* SET EXERCISE *
Repeat word for word the part of the exhibition review below that runs from "The Dark Side" to "of an awakening.".

* SELECTED EXCERPT *
_ _ _ _

Here, the visual counterpart to classical images of mythological paradise reveals the other side: reality. Paradise is fascinating, as is reality.
The Dark Side of Paradise was the name of Andrej Kolenčík’s solo exhibition at Nitra Gallery. It dealt with the topic of end-of-the-world — or possibly apocalypse — scenarios. Kolenčík presented his vision and the current social situation in the form of drawings and graphical images. His point of view may be unexpected, as it entertains pessimism and a certain darkness. The darkness is not about losing faith in the world but about motivating us to try to find solutions or have some kind of an awakening.
Appropriately, this post-apocalyptic topic was held in the gallery’s subterranean space, the Bunker. Kolenčík created a multimedia zone, a paradise garden of underground pleasures, a post-factual environment of a post-factual period. As curator Omar Mirza states: “Post-comics, post-graffiti, post-graphic post-design, post-thinking, all this and much more and maybe something completely different can be found in an organic network of tangled fragments of static and moving images, objects, noises and buzz — on the walls, projections and screens, in real space and yet unreal, in time returned or averted.”
The puzzle is carefully crafted with references to the origins of graffiti, ancient Mexican culture, punk, metal, and more. Kolenčík plays with texts and with his own typefaces, which all merge into illustration — you cannot establish a clear border between genres here. The complexity of visual material refers to the complexity of today’s problems. The name of the exhibition openly refers back to Baudelaire.

_ _ _ _

* SUPPLIED MATERIAL *

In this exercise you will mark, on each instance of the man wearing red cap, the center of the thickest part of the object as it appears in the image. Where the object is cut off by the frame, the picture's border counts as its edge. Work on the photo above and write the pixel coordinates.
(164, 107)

_ _ _ _

* RESULT *
The Dark Side of Paradise was the name of Andrej Kolenčík’s solo exhibition at Nitra Gallery. It dealt with the topic of end-of-the-world — or possibly apocalypse — scenarios. Kolenčík presented his vision and the current social situation in the form of drawings and graphical images. His point of view may be unexpected, as it entertains pessimism and a certain darkness. The darkness is not about losing faith in the world but about motivating us to try to find solutions or have some kind of an awakening.